Convert all the entries below into a JSON list of strings with one string per line, and leave out blank lines.

## Begin

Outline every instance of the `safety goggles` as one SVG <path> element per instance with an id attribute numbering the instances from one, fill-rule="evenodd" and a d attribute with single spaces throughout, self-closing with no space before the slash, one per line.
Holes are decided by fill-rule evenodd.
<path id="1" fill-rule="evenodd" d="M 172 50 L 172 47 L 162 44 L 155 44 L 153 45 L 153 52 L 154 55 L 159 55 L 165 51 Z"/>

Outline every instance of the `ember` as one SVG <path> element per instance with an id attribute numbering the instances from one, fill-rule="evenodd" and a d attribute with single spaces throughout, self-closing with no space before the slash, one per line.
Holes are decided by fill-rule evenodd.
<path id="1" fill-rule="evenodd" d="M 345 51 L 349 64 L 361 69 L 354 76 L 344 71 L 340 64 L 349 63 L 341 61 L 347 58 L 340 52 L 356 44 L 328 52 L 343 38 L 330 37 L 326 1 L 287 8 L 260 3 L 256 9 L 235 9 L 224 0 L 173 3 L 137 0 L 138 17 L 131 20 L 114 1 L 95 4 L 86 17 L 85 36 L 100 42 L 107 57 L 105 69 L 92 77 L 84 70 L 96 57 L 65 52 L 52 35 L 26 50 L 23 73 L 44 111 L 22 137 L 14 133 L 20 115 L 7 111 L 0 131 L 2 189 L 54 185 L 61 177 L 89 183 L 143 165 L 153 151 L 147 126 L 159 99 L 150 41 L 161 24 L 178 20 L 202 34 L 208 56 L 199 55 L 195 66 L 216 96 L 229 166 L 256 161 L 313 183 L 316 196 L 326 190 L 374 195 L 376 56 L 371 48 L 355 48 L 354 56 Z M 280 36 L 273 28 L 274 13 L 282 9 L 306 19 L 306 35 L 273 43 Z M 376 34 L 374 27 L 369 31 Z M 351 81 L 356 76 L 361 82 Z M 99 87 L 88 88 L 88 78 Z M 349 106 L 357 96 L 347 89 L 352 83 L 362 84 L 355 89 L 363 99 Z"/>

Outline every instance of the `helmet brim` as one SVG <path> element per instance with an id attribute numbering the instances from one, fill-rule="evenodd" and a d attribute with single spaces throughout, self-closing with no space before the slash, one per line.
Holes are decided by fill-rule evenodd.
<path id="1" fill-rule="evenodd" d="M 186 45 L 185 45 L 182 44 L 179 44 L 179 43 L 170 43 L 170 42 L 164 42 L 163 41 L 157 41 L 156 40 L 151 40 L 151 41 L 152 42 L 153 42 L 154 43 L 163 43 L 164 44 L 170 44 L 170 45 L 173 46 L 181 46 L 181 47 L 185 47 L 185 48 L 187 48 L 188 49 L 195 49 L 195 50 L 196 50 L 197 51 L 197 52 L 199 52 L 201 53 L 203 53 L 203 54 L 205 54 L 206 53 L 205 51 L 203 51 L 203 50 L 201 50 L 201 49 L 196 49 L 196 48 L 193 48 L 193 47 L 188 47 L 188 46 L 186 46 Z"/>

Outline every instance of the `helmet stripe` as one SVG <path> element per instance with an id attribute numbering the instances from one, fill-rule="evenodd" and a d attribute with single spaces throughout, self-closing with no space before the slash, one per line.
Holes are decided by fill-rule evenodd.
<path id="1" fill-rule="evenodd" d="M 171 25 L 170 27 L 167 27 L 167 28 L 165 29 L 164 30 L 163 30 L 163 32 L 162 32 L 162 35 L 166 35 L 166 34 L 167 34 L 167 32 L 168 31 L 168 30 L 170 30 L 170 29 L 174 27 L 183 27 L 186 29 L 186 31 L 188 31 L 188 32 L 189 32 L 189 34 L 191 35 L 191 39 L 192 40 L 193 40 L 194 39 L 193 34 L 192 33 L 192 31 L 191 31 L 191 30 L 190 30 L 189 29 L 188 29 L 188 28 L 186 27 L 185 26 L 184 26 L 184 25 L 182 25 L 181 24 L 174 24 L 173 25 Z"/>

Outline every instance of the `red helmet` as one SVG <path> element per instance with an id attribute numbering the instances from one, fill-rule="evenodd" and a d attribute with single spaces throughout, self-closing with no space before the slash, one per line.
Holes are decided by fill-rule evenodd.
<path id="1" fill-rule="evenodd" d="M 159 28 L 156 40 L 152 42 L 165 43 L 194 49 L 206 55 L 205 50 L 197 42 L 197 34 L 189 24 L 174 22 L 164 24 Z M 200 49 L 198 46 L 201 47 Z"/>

## End

== RESPONSE BELOW ==
[
  "Outline every instance of the `safety goggles` as one SVG <path> element per instance with an id attribute numbering the instances from one, fill-rule=\"evenodd\" and a d attribute with single spaces throughout, self-closing with no space before the slash, one per line.",
  "Holes are decided by fill-rule evenodd.",
  "<path id=\"1\" fill-rule=\"evenodd\" d=\"M 172 50 L 172 47 L 162 44 L 155 44 L 153 45 L 153 52 L 154 55 L 159 55 L 165 51 Z\"/>",
  "Outline every instance of the `ember` as one SVG <path> element per instance with an id attribute numbering the instances from one, fill-rule=\"evenodd\" and a d attribute with single spaces throughout, self-closing with no space before the slash, one per line.",
  "Holes are decided by fill-rule evenodd.",
  "<path id=\"1\" fill-rule=\"evenodd\" d=\"M 345 51 L 349 64 L 361 69 L 354 76 L 344 71 L 340 64 L 349 63 L 341 61 L 347 58 L 340 52 L 356 44 L 328 52 L 343 38 L 330 37 L 326 1 L 287 8 L 260 3 L 256 9 L 235 9 L 224 0 L 173 3 L 137 0 L 138 17 L 131 20 L 114 1 L 95 4 L 86 17 L 85 36 L 100 42 L 107 57 L 105 69 L 92 77 L 84 70 L 96 57 L 65 52 L 52 35 L 26 50 L 23 73 L 44 111 L 22 137 L 14 133 L 20 115 L 7 111 L 0 131 L 2 189 L 54 185 L 61 177 L 89 183 L 143 165 L 153 151 L 147 126 L 159 99 L 150 41 L 161 24 L 178 20 L 202 34 L 208 56 L 199 55 L 195 66 L 216 96 L 229 166 L 256 161 L 313 183 L 316 196 L 326 190 L 374 195 L 376 56 L 371 48 L 355 48 L 354 56 Z M 280 36 L 273 28 L 274 13 L 282 9 L 306 19 L 306 35 L 273 43 Z M 376 34 L 374 27 L 369 31 Z M 351 81 L 356 76 L 361 82 Z M 99 87 L 88 88 L 88 78 Z M 349 106 L 357 96 L 347 89 L 352 83 L 362 84 L 355 89 L 363 99 Z\"/>",
  "Outline every instance of the `helmet brim` as one SVG <path> element per instance with an id attribute numbering the instances from one, fill-rule=\"evenodd\" and a d attribute with single spaces throughout, self-closing with no space before the slash, one per line.",
  "Holes are decided by fill-rule evenodd.",
  "<path id=\"1\" fill-rule=\"evenodd\" d=\"M 186 45 L 185 45 L 182 44 L 179 44 L 179 43 L 170 43 L 170 42 L 164 42 L 163 41 L 157 41 L 156 40 L 151 40 L 151 41 L 152 42 L 153 42 L 154 43 L 163 43 L 164 44 L 170 44 L 170 45 L 173 46 L 181 46 L 181 47 L 185 47 L 185 48 L 187 48 L 188 49 L 195 49 L 195 50 L 196 50 L 197 51 L 197 52 L 199 52 L 201 53 L 203 53 L 203 54 L 205 54 L 206 53 L 205 51 L 203 51 L 203 50 L 201 50 L 201 49 L 196 49 L 196 48 L 193 48 L 193 47 L 188 47 L 188 46 L 186 46 Z\"/>",
  "Outline every instance of the `helmet stripe` as one SVG <path> element per instance with an id attribute numbering the instances from one, fill-rule=\"evenodd\" and a d attribute with single spaces throughout, self-closing with no space before the slash, one per line.",
  "Holes are decided by fill-rule evenodd.",
  "<path id=\"1\" fill-rule=\"evenodd\" d=\"M 171 25 L 170 27 L 167 27 L 167 28 L 165 29 L 164 30 L 163 30 L 163 32 L 162 32 L 162 35 L 166 35 L 166 34 L 167 34 L 167 32 L 168 31 L 168 30 L 170 30 L 170 29 L 174 27 L 183 27 L 186 29 L 186 31 L 188 31 L 188 32 L 189 32 L 189 34 L 191 35 L 191 39 L 192 40 L 193 40 L 194 39 L 193 34 L 192 33 L 192 31 L 191 31 L 191 30 L 190 30 L 189 29 L 188 29 L 188 28 L 186 27 L 185 26 L 184 26 L 184 25 L 182 25 L 181 24 L 174 24 L 173 25 Z\"/>",
  "Outline every instance of the `red helmet` as one SVG <path> element per instance with an id attribute numbering the instances from one, fill-rule=\"evenodd\" and a d attribute with single spaces throughout, self-closing with no space before the slash, one per line.",
  "Holes are decided by fill-rule evenodd.",
  "<path id=\"1\" fill-rule=\"evenodd\" d=\"M 159 28 L 156 40 L 152 42 L 165 43 L 194 49 L 206 55 L 205 50 L 197 42 L 197 34 L 189 24 L 174 22 L 164 24 Z M 200 49 L 198 46 L 201 47 Z\"/>"
]